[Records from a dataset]
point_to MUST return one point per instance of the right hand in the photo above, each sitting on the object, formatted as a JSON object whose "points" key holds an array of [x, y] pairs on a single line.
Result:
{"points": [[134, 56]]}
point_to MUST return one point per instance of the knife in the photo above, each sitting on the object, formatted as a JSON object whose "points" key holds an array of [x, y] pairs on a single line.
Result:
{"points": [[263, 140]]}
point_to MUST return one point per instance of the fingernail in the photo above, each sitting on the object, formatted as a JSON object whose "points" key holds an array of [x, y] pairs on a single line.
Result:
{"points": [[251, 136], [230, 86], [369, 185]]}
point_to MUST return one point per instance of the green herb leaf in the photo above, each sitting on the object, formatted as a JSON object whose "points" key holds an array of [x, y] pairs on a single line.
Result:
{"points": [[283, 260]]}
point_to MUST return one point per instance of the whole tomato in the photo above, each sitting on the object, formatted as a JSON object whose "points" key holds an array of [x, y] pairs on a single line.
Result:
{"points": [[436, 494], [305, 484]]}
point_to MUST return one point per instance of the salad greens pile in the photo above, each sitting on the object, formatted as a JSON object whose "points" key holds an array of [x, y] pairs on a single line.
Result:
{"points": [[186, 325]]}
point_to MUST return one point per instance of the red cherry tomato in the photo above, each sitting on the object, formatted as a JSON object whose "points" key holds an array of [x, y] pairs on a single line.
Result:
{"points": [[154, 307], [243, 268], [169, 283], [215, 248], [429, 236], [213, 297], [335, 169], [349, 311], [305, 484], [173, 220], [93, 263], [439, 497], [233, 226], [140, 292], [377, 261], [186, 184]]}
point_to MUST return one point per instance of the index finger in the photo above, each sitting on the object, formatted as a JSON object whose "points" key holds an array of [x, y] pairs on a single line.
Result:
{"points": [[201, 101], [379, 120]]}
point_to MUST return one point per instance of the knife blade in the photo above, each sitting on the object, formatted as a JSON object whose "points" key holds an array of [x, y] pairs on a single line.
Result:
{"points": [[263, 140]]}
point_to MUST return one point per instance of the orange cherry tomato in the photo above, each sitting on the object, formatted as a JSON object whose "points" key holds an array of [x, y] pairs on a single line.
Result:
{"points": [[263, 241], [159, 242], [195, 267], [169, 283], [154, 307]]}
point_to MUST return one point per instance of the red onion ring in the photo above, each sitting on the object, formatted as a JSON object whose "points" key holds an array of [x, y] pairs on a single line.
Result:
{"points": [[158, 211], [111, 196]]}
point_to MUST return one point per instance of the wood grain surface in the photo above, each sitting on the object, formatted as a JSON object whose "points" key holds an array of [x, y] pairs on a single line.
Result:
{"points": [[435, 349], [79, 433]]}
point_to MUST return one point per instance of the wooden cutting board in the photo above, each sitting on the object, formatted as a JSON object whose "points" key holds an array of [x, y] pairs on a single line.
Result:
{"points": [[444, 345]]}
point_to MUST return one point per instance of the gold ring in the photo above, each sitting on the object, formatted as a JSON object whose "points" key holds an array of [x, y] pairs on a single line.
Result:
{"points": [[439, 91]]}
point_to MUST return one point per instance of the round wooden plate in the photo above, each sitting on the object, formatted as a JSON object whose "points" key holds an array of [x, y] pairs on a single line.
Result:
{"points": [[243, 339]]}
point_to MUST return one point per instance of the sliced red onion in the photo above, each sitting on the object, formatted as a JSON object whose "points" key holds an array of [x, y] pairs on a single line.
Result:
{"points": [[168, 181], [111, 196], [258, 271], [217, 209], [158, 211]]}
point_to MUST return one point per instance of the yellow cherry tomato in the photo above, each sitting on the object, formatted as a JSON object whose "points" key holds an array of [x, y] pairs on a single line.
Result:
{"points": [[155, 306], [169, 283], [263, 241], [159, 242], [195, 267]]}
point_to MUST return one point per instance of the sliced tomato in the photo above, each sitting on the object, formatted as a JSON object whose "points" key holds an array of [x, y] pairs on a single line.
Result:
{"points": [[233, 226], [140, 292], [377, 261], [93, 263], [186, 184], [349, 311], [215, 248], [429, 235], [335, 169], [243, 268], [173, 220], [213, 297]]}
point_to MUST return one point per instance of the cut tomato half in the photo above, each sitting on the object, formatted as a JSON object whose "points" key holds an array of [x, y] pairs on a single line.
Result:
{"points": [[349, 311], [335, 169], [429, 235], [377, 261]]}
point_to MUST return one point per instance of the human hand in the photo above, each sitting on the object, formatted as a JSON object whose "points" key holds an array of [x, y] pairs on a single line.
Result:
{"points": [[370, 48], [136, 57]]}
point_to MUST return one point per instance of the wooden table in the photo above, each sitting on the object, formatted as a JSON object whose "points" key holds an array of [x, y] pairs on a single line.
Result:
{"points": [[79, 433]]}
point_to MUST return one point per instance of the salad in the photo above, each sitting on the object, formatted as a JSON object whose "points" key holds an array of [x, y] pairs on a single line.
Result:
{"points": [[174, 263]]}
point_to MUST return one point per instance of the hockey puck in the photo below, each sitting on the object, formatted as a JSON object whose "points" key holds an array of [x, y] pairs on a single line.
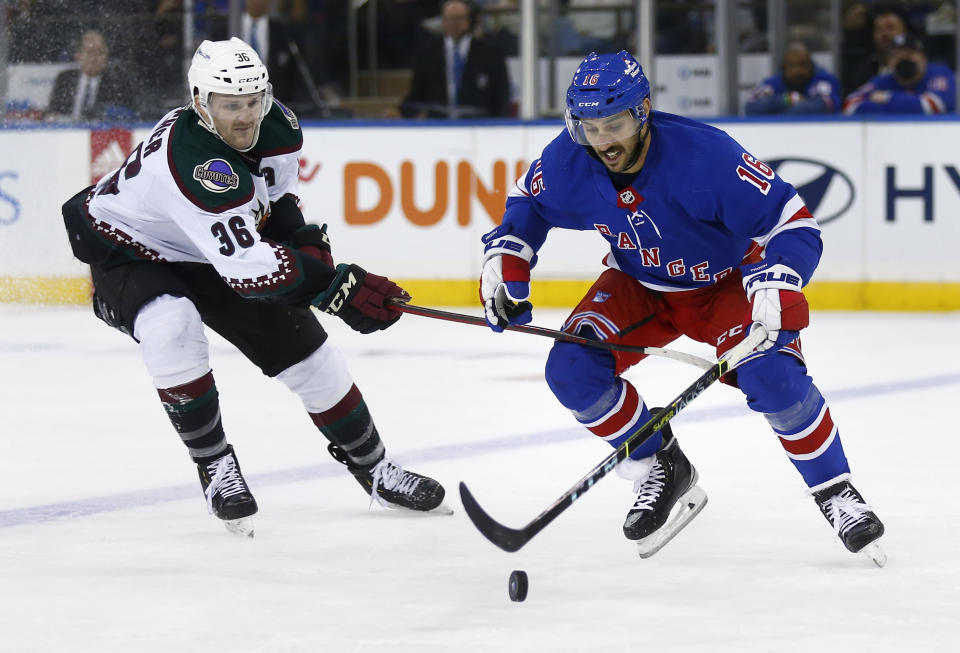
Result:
{"points": [[518, 585]]}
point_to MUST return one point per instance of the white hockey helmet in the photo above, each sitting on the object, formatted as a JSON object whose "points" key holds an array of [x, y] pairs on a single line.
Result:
{"points": [[228, 68]]}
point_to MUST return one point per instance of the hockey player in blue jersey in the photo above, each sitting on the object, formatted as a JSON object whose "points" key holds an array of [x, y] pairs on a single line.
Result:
{"points": [[705, 241], [801, 87], [915, 85]]}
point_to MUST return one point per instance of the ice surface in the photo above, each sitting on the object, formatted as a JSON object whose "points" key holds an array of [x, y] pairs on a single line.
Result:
{"points": [[105, 544]]}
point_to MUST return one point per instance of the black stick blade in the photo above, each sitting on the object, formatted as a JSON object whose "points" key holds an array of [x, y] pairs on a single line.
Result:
{"points": [[508, 539]]}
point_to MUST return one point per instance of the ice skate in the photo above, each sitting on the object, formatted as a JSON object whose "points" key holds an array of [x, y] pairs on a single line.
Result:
{"points": [[228, 496], [396, 487], [668, 498], [852, 519]]}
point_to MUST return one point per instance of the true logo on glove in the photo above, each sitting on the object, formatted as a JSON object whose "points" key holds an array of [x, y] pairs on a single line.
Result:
{"points": [[770, 277]]}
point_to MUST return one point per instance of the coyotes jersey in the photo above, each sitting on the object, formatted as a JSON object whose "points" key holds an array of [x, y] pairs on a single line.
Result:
{"points": [[184, 195], [700, 207]]}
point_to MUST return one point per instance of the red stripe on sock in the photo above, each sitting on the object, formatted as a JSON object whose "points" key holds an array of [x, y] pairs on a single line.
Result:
{"points": [[617, 420], [181, 394], [342, 408], [813, 441]]}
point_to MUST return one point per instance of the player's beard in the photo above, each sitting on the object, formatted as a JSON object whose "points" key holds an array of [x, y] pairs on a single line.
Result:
{"points": [[630, 158]]}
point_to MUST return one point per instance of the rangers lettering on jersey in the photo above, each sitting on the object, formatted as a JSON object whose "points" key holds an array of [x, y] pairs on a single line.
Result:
{"points": [[700, 218]]}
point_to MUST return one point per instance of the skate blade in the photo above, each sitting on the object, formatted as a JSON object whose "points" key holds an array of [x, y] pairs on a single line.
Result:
{"points": [[874, 553], [688, 506], [442, 509], [242, 527]]}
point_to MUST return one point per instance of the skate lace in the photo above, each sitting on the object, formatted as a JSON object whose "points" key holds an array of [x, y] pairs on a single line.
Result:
{"points": [[225, 480], [845, 511], [649, 488], [392, 478]]}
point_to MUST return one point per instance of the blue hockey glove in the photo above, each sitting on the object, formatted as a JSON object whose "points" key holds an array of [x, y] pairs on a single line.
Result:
{"points": [[505, 281], [775, 293]]}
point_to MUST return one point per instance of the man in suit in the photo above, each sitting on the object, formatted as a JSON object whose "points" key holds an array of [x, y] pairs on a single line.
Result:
{"points": [[93, 90], [473, 83], [271, 38]]}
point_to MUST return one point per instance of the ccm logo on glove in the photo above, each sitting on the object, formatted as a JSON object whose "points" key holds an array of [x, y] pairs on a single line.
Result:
{"points": [[342, 293]]}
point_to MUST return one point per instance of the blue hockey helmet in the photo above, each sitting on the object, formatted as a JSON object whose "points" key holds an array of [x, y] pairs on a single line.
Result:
{"points": [[605, 85]]}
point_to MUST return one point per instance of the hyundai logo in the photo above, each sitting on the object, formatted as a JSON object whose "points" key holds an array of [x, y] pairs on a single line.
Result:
{"points": [[826, 191]]}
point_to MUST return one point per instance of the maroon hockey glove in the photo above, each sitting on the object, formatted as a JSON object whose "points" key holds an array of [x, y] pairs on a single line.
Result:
{"points": [[313, 240], [360, 299], [776, 301]]}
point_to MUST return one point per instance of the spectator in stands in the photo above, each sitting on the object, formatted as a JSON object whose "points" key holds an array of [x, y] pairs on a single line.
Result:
{"points": [[458, 75], [800, 87], [914, 85], [273, 40], [887, 21], [93, 90]]}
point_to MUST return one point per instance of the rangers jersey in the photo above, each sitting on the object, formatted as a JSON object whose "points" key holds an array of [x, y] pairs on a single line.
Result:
{"points": [[700, 207], [184, 195], [935, 93]]}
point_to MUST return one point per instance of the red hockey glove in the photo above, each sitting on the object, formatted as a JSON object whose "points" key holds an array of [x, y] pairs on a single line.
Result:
{"points": [[776, 301], [505, 281], [360, 299]]}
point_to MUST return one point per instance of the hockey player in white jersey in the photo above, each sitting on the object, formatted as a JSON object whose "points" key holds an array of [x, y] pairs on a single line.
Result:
{"points": [[201, 226]]}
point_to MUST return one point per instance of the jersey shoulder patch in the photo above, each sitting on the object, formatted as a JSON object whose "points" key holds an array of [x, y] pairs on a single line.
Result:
{"points": [[207, 171], [280, 133]]}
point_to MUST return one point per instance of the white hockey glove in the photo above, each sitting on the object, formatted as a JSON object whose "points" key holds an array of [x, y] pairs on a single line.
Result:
{"points": [[505, 281], [775, 293]]}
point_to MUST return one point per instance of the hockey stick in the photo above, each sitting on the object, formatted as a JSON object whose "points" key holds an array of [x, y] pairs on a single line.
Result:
{"points": [[702, 363], [512, 539]]}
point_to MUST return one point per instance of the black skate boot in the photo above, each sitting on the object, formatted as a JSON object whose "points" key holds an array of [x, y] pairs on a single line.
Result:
{"points": [[851, 518], [395, 485], [228, 496], [667, 498]]}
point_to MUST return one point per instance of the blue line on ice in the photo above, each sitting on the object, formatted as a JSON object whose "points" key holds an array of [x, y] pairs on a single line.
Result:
{"points": [[143, 498]]}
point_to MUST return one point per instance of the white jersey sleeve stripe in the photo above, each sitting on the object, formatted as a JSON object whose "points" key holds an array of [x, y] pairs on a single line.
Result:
{"points": [[788, 221]]}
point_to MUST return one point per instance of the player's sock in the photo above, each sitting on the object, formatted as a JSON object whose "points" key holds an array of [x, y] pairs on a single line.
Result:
{"points": [[194, 411], [810, 438]]}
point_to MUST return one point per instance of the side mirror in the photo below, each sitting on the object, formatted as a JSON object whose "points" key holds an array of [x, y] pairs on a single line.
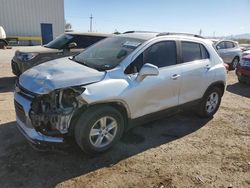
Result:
{"points": [[147, 70], [72, 45]]}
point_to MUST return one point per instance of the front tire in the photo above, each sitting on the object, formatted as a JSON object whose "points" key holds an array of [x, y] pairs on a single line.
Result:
{"points": [[210, 103], [98, 129], [234, 63]]}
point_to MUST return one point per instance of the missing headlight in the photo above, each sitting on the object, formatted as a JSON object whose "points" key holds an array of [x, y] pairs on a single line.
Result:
{"points": [[53, 112]]}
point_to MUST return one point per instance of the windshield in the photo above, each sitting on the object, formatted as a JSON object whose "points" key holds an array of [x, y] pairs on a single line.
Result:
{"points": [[59, 42], [108, 53]]}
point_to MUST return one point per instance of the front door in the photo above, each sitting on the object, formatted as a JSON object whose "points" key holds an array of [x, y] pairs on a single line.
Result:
{"points": [[155, 93], [197, 71], [46, 32]]}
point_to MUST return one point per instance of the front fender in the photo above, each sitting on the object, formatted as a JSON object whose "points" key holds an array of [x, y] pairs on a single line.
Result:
{"points": [[107, 91]]}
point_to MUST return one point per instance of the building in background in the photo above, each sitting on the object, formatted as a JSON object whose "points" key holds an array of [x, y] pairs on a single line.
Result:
{"points": [[31, 22]]}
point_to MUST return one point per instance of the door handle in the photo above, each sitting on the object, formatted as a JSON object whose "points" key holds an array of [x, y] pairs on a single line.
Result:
{"points": [[175, 76], [208, 66]]}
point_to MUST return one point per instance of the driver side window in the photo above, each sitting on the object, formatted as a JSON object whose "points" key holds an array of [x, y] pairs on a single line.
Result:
{"points": [[161, 54]]}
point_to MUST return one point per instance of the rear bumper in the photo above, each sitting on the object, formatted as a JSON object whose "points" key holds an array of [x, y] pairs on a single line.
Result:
{"points": [[243, 74], [15, 68], [22, 107]]}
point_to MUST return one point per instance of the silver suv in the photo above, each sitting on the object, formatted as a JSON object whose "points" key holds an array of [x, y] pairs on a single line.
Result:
{"points": [[230, 52], [118, 82]]}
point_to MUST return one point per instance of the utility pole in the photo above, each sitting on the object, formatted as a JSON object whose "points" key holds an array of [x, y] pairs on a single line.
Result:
{"points": [[90, 26]]}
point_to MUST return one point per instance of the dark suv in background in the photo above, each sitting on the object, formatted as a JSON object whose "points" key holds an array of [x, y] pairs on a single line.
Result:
{"points": [[66, 44]]}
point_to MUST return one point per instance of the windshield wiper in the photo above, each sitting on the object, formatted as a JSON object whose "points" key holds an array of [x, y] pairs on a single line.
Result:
{"points": [[81, 62]]}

What is being asked: Return each full line of the entries that contains the word "windshield".

Written response:
point_to MUST return one point per instance of the windshield in the photo above, each sitting on the object, formatted as a JSON object whose "points" key holds an array of [x, y] pairs on a single line.
point_to MUST return one point per instance of the windshield wiper in the photo above, each sitting on the object, formatted as a JSON object whose "points" key holds an array of [x, y] pairs on a single line.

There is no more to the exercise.